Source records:
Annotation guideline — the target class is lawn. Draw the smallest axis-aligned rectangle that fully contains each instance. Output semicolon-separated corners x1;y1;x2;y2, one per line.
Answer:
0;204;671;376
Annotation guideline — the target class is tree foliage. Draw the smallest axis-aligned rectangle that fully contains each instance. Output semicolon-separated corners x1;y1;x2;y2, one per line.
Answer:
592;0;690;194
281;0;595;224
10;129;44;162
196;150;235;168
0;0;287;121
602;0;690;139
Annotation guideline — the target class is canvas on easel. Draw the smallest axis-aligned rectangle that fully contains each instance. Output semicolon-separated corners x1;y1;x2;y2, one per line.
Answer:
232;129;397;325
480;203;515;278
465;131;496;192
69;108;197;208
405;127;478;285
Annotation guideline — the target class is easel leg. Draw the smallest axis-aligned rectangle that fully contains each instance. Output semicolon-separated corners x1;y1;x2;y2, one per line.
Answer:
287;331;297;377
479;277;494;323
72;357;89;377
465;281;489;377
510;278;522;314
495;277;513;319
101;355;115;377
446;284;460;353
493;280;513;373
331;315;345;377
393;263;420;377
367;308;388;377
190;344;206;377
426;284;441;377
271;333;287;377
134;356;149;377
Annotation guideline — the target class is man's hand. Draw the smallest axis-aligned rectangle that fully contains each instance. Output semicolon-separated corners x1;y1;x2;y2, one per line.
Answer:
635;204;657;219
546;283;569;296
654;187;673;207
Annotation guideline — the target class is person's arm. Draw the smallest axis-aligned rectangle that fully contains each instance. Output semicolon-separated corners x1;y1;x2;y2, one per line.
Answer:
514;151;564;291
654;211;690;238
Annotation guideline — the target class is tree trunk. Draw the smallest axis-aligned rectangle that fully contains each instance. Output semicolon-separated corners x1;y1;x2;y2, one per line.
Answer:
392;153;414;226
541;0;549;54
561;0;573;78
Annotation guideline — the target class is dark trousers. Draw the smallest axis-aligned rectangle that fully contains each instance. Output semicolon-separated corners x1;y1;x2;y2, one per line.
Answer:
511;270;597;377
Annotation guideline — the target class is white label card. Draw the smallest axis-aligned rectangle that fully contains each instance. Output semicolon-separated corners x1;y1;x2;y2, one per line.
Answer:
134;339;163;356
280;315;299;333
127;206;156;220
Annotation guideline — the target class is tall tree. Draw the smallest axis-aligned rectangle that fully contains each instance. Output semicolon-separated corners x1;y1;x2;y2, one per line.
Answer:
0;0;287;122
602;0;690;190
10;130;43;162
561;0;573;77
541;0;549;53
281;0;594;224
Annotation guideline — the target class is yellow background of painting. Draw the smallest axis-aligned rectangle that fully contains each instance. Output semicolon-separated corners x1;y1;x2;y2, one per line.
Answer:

## Set task
Update the lines from the one containing "Annotation guideline — the target class is white" through the end of the records, both ends included, so that "rectangle" becomes "box" and nothing else changes.

## Output for this task
Annotation guideline — the target class is white label card. Draw the smallest axis-aligned box that fully contains each instance. Output semicolon-separated corners x1;y1;x2;y2, one per line.
Answer:
134;339;163;356
280;315;299;333
127;206;156;220
Annotation guideline — the target class is tall tree. Draw the smallest axis-aligned box that fully contains each instance. Output semicolon-separated corners x1;y1;x2;y2, one per line.
Answer:
0;0;287;122
602;0;690;190
10;130;43;162
561;0;573;77
541;0;549;53
281;0;594;224
Annotation guideline — the target class is yellow background of painting. Draw the smallest axis-aligned box that fully contains each instance. Output semicolon-separated corners x1;y1;x2;y2, one per line.
Answer:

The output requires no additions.